### GIVEN TEXT
Western boys are all very excellent.
Having
said this much, that the environment is good, material things
are good, this third point is what I value the most: I simply
like Western men. Ever since I was small, I liked watching
Western movies, such as Roman Holiday” or “Gone
with the Wind,” and I liked watching the Westerners
in the movies, their faces are all so sharp and distinctive,
especially their charming coloured eyes, their straight
pronounced noses, their tight smooth lips.
Moreover,
the majority of Westerners are tall, have strong and handsome
physiques, and always so sexy. Then I look at the Chinese
guys around me: Ignoring the small eyes, they have lumpy
noses, thick lips, and if their skin is tanned a bit, they
look remarkably like Africans. Those who have been educated
almost all look malnourished, making me worried whether
they can protect me or not. Occasionally, there is a muscular
man, but despite having grown a head, they did not grow
a brain.
Many
college guys are pursuing me, and other guys in society
also often ask me out on dates, but there are not many I
like. Each of them either look like a soy sprout, or like
Ultraman [character from a Japanese TV show], each of them
unkempt, and at minimum each of them do not pay attention
to their own image. Many of the guys spit in public, I particularly
dislike people who do this. Only little children and animals
defecate and urinate everywhere, and spitting in public
is not much better than defecating and urinating in public,
so at most they count only as half-civilised.
The
majority of Western men carry themselves elegantly and well,
because they received good education from when they were
small. In our city there are McDonald’s and KFC restaurants,
and I often go there with friends to eat. All the Western
men in the restaurants seem to have good upbringing, opening
doors for others to enter first. Chinese guys, the moment
the door opens, they rush towards the counter, often colliding
with people exiting, as if they were the reincarnation of
someone who starved to death in their last life. The Westerners1
who enter all stand in line, Chinese men rush up in a crowd,
surrounding the counter shouting their orders. as if they
haven’t eaten any food in a long time. And without
being ashamed, they throw their trash wherever after eating,
but those Westerners would fold up the waste paper in their
trays, making it convenient to dispose, and what they haven’t
finished, they throw go dispose of in the wastebins by themselves.
The two are simply are not the same level of people.
Furthermore,
some Chinese men lack a sense of independence, only knowing
how to revolve around girls, living like a super nanny.
I feel they don’t have a self, sticking their thoughts
on girls all day. Getting on the bus, they scramble for
a seat, then busy themselves trying to give it to a girl,
not caring about the elderly or children beside them, that
I am embarrassed to sit down. This kind of men I also look
down upon, revolving around their girlfriends before marriage,
revolving around their wives after marriage, revolving around
their bosses at work, and revolving around the kitchen after
work. No thoughts, no temper, my god, I would be afraid
of the son I have with this man being like his father, a
model citizen so obviously cultivated by an authoritarian
country. What girl does not like a man with personality
and courage?

### DATA ENTRIES

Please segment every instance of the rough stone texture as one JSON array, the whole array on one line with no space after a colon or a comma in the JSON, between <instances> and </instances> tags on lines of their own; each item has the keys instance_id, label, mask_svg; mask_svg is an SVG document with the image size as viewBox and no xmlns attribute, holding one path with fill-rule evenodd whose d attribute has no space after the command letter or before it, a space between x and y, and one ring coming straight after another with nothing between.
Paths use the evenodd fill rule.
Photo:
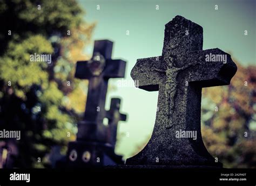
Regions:
<instances>
[{"instance_id":1,"label":"rough stone texture","mask_svg":"<svg viewBox=\"0 0 256 186\"><path fill-rule=\"evenodd\" d=\"M124 77L125 71L125 61L111 59L112 46L109 40L95 41L92 59L77 63L75 77L88 80L89 83L77 140L69 144L67 164L70 167L123 163L122 156L114 151L118 123L126 118L119 113L120 99L111 99L110 110L105 110L109 78ZM105 118L109 119L107 126L103 124Z\"/></svg>"},{"instance_id":2,"label":"rough stone texture","mask_svg":"<svg viewBox=\"0 0 256 186\"><path fill-rule=\"evenodd\" d=\"M227 55L226 63L206 62L210 53ZM201 89L229 84L236 71L228 54L218 48L203 51L200 26L179 16L166 24L162 55L137 60L131 73L139 88L159 91L158 110L149 142L126 164L222 167L203 142ZM197 131L197 140L176 138L180 130Z\"/></svg>"}]
</instances>

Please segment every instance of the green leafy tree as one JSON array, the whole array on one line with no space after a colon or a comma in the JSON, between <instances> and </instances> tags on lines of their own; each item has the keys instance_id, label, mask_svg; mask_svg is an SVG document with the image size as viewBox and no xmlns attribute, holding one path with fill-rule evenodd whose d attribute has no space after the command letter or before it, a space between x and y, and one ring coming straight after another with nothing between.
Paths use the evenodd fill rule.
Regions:
<instances>
[{"instance_id":1,"label":"green leafy tree","mask_svg":"<svg viewBox=\"0 0 256 186\"><path fill-rule=\"evenodd\" d=\"M83 13L75 1L0 2L0 128L21 131L19 141L3 139L17 148L12 167L48 167L51 147L75 139L86 87L75 64L94 27ZM31 61L35 53L51 62Z\"/></svg>"}]
</instances>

### LIST OF TASKS
1. According to the essay, which Western movies did the writer enjoy watching since childhood?
2. Filter the records down to every line that contains the string "image".

### EXERCISE SOLUTIONS
1. Roman Holiday and Gone with the Wind.

2.
Please segment every instance of the rough stone texture as one JSON array, the whole array on one line with no space after a colon or a comma in the JSON, between <instances> and </instances> tags on lines of their own; each item has the keys instance_id, label, mask_svg; mask_svg is an SVG document with the image size as viewBox and no xmlns attribute, holding one path with fill-rule evenodd whose d attribute has no space after the command letter or before it, a space between x and y, and one ring coming straight after another with nothing between.
Please segment every instance of the green leafy tree as one JSON array, the whole array on one line with no space after a colon or a comma in the JSON, between <instances> and </instances> tags on lines of their own; each item has the keys instance_id, label, mask_svg; mask_svg is an SVG document with the image size as viewBox and no xmlns attribute, holding one path with fill-rule evenodd whose d attribute has no space after the command letter or before it, a space between x and y, and one ring coming straight after another with nothing between.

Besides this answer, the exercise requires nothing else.